▸ **WHAT THIS TASK INVOLVES**
Show, from the records below, all lines that contain the word "white".

▸ **PROVIDED MATERIAL**
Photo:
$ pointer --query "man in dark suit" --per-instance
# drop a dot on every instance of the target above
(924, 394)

---

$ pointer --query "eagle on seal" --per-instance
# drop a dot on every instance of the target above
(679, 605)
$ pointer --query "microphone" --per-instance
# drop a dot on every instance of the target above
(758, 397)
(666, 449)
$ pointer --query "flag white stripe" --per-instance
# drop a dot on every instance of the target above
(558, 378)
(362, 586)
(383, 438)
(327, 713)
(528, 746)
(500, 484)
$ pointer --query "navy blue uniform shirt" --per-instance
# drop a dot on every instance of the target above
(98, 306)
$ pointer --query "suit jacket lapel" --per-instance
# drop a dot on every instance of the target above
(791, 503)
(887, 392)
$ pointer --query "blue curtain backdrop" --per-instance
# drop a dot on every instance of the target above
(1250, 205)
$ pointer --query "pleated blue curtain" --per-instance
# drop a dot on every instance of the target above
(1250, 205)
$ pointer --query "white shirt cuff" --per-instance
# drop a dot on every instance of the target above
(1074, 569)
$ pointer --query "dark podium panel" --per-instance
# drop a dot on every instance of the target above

==

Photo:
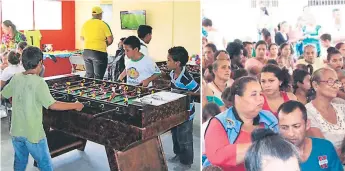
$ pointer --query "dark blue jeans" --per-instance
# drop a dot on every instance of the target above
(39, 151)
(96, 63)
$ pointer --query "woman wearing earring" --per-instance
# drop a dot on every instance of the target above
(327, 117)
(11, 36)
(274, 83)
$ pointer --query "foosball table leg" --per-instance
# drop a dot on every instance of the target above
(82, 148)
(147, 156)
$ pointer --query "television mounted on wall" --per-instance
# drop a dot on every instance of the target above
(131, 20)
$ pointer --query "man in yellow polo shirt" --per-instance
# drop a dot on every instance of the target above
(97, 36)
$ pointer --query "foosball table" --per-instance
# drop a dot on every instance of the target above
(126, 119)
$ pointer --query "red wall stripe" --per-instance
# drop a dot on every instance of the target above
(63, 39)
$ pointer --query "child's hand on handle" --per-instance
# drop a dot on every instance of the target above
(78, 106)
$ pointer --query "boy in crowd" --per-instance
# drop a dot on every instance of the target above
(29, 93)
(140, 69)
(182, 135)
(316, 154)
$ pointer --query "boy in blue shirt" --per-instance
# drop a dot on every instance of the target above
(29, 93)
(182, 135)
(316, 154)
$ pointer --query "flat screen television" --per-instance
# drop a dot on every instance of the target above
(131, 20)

▸ **REPLY**
$ pointer --query "flag white stripe" --per-instance
$ pointer --query "white shirt cuff" --per-instance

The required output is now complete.